# What is needed
Every line of the records that holds the word "tree" should be copied.

Saved entries:
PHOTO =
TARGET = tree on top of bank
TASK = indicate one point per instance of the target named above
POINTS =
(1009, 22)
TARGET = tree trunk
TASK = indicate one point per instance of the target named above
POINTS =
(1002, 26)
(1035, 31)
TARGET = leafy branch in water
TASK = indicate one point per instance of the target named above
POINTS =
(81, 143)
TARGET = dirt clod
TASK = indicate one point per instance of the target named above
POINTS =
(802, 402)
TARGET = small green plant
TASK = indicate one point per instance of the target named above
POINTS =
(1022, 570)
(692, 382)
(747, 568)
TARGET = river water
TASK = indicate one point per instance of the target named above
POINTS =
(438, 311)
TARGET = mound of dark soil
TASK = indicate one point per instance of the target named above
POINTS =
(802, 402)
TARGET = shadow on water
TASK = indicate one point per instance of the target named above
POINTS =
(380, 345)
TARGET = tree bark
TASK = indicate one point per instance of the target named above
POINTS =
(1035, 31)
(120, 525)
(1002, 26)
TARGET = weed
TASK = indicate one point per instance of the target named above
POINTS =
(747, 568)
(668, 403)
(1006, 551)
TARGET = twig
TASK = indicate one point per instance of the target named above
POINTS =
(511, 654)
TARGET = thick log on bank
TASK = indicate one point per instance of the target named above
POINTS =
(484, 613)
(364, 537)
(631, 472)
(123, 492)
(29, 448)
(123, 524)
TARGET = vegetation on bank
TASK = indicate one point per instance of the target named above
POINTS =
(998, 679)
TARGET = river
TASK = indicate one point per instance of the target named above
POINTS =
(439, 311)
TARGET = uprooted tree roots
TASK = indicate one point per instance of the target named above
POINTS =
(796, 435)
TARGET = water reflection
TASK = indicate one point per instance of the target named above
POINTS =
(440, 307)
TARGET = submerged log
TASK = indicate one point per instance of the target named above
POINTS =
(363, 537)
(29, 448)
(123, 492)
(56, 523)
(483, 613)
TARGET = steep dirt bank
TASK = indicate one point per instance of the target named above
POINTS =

# Result below
TARGET = tree on top of bank
TARGET = tree trunk
TARGET = tree bark
TARGET = uprooted tree roots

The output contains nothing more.